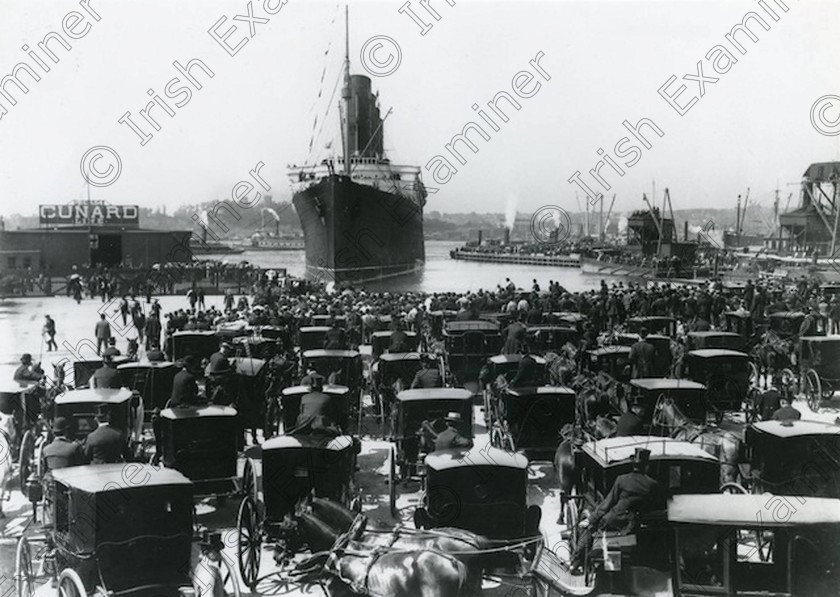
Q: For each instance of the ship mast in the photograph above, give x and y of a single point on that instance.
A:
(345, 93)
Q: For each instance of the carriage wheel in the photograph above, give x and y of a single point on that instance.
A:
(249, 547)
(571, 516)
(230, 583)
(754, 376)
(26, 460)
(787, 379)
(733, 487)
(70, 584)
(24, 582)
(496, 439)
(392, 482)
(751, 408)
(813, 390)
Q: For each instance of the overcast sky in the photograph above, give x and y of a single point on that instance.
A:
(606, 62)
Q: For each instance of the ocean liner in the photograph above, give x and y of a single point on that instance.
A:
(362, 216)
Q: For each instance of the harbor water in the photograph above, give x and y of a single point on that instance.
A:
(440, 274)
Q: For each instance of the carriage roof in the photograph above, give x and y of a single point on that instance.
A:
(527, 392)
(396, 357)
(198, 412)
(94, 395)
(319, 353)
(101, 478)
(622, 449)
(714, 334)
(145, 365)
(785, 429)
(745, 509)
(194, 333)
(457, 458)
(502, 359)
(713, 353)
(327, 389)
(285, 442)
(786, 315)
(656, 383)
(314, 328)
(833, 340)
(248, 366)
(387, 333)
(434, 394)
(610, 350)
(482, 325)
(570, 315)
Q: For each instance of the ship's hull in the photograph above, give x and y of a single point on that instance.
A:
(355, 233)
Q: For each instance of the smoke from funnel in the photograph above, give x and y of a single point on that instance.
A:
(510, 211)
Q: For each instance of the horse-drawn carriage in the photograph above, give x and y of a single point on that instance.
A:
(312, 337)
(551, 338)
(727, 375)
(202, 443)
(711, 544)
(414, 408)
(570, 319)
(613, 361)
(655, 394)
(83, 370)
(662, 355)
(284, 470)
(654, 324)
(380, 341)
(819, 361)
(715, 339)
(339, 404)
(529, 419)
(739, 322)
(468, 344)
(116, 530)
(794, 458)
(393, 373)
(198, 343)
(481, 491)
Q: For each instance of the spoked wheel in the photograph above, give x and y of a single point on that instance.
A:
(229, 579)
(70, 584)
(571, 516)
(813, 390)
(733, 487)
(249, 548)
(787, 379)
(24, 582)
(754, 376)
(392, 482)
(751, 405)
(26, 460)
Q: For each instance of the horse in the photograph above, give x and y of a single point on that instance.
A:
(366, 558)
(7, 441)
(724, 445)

◆ ◆ ◆ ◆ ◆ ◆ ◆

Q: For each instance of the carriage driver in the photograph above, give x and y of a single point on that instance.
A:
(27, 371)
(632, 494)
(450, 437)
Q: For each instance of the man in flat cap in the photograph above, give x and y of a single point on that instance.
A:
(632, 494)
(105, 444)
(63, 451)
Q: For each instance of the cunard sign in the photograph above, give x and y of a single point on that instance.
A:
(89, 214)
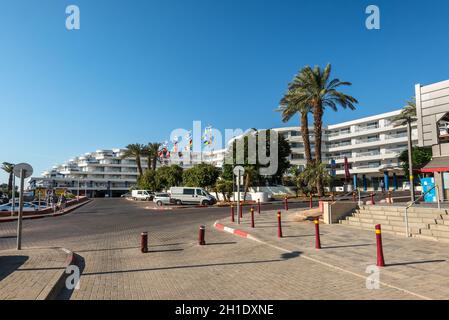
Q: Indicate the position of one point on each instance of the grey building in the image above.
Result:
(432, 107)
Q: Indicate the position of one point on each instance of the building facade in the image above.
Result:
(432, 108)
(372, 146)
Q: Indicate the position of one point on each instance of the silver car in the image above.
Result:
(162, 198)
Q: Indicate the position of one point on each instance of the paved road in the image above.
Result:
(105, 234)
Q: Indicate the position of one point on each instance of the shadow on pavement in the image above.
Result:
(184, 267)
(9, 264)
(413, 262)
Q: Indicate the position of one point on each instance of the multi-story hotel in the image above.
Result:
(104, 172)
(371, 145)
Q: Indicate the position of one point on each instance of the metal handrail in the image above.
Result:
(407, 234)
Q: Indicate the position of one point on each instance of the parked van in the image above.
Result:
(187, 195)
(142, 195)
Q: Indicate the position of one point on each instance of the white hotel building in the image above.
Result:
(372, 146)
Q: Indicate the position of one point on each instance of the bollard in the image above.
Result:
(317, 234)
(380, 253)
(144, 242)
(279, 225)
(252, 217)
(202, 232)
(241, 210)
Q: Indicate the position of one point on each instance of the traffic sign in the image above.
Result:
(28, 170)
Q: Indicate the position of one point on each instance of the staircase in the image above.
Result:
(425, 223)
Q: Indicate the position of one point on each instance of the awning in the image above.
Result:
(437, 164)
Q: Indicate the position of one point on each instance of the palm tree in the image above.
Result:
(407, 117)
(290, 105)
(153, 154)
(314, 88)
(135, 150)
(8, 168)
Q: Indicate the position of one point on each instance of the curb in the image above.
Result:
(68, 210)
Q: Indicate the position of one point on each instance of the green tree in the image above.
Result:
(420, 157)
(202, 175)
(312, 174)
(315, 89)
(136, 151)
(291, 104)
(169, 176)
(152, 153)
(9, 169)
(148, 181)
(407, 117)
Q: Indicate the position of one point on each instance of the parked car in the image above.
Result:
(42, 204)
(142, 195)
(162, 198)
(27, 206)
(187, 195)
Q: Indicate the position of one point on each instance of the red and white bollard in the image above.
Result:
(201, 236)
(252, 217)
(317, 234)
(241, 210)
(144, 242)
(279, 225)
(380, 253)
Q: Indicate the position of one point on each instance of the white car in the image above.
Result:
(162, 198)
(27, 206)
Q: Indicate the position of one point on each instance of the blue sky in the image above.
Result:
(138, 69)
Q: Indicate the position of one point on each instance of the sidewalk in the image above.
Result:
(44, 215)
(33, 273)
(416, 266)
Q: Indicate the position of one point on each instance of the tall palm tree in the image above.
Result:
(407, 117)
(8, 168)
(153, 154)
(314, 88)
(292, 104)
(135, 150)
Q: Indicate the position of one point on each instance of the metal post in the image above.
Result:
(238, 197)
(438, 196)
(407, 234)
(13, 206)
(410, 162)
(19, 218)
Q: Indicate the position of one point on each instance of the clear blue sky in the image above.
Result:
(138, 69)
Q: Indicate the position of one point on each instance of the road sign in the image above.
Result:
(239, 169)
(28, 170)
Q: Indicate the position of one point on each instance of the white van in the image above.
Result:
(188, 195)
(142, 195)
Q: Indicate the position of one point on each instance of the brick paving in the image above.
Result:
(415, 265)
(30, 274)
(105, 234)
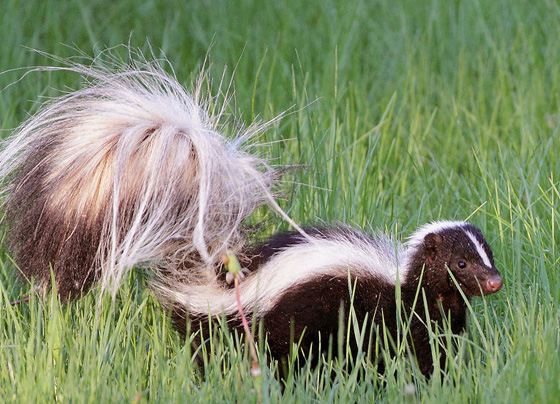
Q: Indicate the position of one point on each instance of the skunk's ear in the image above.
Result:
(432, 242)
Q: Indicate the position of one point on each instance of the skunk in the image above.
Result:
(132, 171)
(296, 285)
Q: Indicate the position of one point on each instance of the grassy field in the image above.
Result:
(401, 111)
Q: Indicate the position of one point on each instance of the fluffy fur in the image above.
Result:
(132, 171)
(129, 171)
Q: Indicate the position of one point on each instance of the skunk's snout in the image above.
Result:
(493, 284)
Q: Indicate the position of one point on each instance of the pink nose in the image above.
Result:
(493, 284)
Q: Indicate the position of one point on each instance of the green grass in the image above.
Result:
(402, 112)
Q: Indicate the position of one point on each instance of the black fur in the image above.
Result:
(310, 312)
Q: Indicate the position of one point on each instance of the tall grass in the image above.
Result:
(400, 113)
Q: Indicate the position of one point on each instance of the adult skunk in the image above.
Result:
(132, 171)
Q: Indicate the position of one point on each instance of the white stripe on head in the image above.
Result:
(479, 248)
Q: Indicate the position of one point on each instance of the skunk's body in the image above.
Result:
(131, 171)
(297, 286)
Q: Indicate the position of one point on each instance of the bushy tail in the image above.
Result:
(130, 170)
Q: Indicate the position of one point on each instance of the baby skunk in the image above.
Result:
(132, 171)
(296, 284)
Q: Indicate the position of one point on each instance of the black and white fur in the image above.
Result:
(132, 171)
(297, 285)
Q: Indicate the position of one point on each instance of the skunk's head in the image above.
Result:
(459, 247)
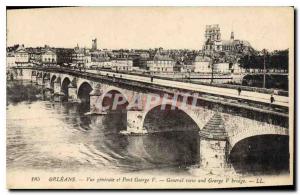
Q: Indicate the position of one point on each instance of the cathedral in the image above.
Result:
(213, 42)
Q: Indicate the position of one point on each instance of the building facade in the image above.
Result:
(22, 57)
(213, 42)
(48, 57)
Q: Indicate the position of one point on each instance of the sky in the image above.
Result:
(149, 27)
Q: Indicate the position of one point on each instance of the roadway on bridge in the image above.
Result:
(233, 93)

◆ ◆ ◆ ◆ ◆ ◆ ◆

- EXERCISE DESCRIPTION -
Every line in the listing that holds "wheel" belongs in the answer.

- COMPLETED EXERCISE -
Q: For each instance of the carriage wheel in the photograph above, give x and y of a single point on that instance.
Q: For each instance of the spoked wheel in the photograph above, give x and y of a single point on that instance.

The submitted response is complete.